_GIVEN TEXT:_
Kassa Overall Kassa Overall
Kassa Overall is a drummer, producer and MC who strikes a fresh, harmonious realignment of contemporary hip-hop and jazz. Showing shades of Karriem Riggins, Madlib and Flying Lotus, the drummer and producer fuses the sounds of hip-hop and jazz, informed by the dozen years he’s spent honing his jazz drumming chops in the heart of the New York scene.
Raised in Seattle and based in Brooklyn, Overall has been working at the forefront of jazz for two decades, touring and recording as a sideman drummer with artists as varied as Geri Allen, Francis and the Lights, Yoko Ono, and Arto Lindsay. He’s featured on drummer Terri Lyne Carrington’s Social Science, worked with Brandee Younger and his new record “I THINK I’M GOOD” features Vijay Iyer and Theo Croker (whose album he co-produced). He’s also shared stages with many of the greats, including Donald Byrd, Mayer Hawthorne, Yoko Ono and Gary Bartz. Meanwhile, he’s maintained a separate career as an indie hip-hop producer and rapper with groups like Das Racist and Kool and Kass.

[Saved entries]
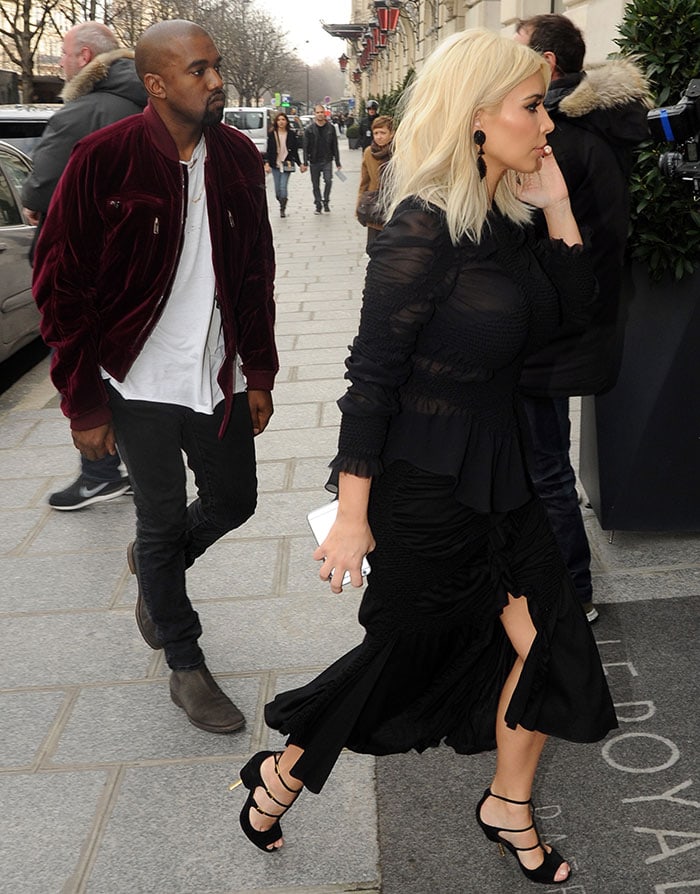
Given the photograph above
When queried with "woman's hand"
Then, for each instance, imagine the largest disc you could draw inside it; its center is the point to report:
(547, 189)
(545, 186)
(350, 538)
(346, 545)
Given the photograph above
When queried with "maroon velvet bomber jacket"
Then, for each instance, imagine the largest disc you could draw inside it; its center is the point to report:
(108, 251)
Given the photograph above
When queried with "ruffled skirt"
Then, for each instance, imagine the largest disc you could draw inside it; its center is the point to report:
(434, 659)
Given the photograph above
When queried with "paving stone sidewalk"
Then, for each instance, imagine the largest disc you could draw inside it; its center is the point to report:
(105, 788)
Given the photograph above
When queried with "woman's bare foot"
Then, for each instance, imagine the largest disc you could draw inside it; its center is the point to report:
(503, 816)
(274, 797)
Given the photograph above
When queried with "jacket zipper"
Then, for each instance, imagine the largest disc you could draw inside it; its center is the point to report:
(173, 269)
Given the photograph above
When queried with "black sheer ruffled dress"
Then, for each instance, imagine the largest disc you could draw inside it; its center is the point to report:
(431, 414)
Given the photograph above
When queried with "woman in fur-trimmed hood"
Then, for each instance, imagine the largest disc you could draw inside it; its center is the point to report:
(104, 90)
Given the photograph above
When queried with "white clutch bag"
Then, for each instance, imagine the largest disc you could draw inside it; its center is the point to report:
(321, 521)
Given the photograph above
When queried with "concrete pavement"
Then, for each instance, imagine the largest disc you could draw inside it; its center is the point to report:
(105, 788)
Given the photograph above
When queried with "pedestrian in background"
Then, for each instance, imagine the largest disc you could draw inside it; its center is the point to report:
(320, 151)
(474, 635)
(101, 87)
(281, 156)
(599, 117)
(371, 112)
(158, 239)
(374, 160)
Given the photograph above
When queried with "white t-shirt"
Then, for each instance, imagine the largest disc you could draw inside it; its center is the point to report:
(183, 354)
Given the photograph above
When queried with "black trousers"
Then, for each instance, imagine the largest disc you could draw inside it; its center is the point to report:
(170, 535)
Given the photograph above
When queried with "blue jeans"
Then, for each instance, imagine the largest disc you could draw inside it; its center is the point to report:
(555, 483)
(325, 168)
(170, 535)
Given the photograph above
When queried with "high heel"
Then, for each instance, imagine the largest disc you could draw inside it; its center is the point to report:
(547, 870)
(251, 778)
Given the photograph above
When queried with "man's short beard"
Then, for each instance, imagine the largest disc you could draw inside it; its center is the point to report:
(213, 116)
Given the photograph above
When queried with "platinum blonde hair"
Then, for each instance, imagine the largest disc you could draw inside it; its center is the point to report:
(434, 157)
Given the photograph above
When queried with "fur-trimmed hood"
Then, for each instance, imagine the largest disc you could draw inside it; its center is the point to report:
(608, 85)
(611, 98)
(107, 72)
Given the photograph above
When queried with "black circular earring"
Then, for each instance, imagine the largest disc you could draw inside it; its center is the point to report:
(480, 139)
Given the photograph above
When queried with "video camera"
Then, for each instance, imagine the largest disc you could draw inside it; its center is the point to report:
(680, 124)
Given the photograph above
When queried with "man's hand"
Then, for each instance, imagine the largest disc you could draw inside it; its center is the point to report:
(260, 403)
(94, 443)
(32, 217)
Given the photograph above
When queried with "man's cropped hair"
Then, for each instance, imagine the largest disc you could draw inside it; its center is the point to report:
(556, 34)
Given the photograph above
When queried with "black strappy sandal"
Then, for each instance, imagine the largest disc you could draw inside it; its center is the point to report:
(251, 778)
(545, 872)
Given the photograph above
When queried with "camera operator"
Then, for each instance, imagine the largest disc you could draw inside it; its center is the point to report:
(599, 117)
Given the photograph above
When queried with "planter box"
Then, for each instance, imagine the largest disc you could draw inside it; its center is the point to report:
(640, 442)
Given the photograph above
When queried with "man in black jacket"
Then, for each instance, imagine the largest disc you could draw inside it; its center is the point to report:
(101, 87)
(320, 150)
(599, 117)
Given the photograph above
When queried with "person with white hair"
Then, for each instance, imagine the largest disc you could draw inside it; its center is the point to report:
(474, 635)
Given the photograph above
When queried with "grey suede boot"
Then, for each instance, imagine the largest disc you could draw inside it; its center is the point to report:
(198, 694)
(144, 622)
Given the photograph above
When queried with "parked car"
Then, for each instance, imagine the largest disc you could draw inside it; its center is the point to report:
(22, 126)
(19, 317)
(254, 122)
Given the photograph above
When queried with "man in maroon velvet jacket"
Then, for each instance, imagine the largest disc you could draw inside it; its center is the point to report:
(154, 275)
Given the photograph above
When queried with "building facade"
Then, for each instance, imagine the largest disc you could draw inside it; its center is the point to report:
(388, 38)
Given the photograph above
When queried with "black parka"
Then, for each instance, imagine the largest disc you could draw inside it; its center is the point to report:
(600, 117)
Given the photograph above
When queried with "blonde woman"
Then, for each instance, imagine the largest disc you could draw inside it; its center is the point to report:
(474, 635)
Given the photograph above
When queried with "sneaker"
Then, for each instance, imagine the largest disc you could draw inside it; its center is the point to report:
(591, 612)
(83, 492)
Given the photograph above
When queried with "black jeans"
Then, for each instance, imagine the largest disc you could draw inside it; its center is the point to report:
(325, 168)
(555, 482)
(170, 535)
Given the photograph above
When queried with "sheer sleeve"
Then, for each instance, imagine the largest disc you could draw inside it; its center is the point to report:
(408, 263)
(571, 272)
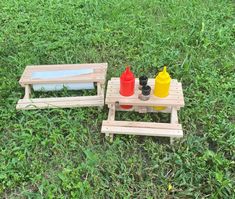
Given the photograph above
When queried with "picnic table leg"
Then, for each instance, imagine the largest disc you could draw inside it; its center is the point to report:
(100, 89)
(174, 120)
(27, 91)
(111, 117)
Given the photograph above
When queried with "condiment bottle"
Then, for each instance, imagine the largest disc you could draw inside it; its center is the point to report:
(145, 93)
(143, 80)
(127, 85)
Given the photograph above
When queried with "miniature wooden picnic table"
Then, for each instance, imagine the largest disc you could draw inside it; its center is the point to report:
(173, 102)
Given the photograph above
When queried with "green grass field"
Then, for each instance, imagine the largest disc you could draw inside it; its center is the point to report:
(60, 153)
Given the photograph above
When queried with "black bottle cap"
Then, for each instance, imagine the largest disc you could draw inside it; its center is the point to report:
(146, 90)
(143, 80)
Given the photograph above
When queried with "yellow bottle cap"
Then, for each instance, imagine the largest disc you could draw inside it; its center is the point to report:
(163, 75)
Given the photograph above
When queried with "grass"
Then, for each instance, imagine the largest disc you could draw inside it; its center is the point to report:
(61, 153)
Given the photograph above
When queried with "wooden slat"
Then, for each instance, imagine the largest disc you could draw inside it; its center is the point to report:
(98, 75)
(61, 99)
(142, 124)
(64, 102)
(142, 131)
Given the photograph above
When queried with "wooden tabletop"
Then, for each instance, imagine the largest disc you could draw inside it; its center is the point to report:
(175, 97)
(98, 75)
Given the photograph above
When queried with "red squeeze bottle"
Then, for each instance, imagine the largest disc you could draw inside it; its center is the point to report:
(127, 85)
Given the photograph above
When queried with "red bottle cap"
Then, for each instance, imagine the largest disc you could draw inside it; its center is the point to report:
(127, 75)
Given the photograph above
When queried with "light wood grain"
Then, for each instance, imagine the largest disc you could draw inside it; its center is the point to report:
(64, 102)
(142, 131)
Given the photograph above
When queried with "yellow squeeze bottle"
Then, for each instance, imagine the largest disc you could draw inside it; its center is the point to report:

_DIRECTIONS:_
1. According to the Kassa Overall profile, whose album did Overall co-produce?
2. From the Kassa Overall profile, return the part that opens with the words containing "Raised in Seattle" and closes with "Kool and Kass.".
The lines have no connection to the Kassa Overall profile.

_RESULTS FOR THE EXERCISE:_
1. Theo Croker's

2.
Raised in Seattle and based in Brooklyn, Overall has been working at the forefront of jazz for two decades, touring and recording as a sideman drummer with artists as varied as Geri Allen, Francis and the Lights, Yoko Ono, and Arto Lindsay. He’s featured on drummer Terri Lyne Carrington’s Social Science, worked with Brandee Younger and his new record “I THINK I’M GOOD” features Vijay Iyer and Theo Croker (whose album he co-produced). He’s also shared stages with many of the greats, including Donald Byrd, Mayer Hawthorne, Yoko Ono and Gary Bartz. Meanwhile, he’s maintained a separate career as an indie hip-hop producer and rapper with groups like Das Racist and Kool and Kass.